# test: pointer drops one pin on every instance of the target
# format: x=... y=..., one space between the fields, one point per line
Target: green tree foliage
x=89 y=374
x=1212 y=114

Objective:
Copy every line of the rows above unchanged, except increase each x and y coordinate in the answer points by 143.

Problem solution:
# test: pointer drops one pin on every instance of the target
# format: x=... y=..., one space between the fields, one point per line
Target: green tree foliage
x=232 y=517
x=1355 y=257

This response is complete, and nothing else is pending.